» **Your goal**
Take the listing below and write it out again exactly, skipping any picture that it holds.

» **Source material**
=======
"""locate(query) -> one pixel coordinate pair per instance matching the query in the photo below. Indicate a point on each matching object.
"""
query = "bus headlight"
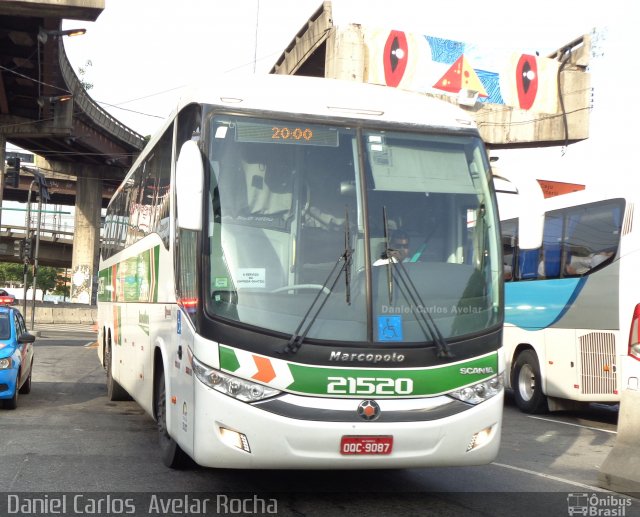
(480, 391)
(235, 387)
=======
» **Answer to this exercise**
"""locate(query) -> one pixel coordinate pair per instance matching the query in the photo below. Indicate a point on each matching object.
"""
query = "bus headlight"
(480, 391)
(235, 387)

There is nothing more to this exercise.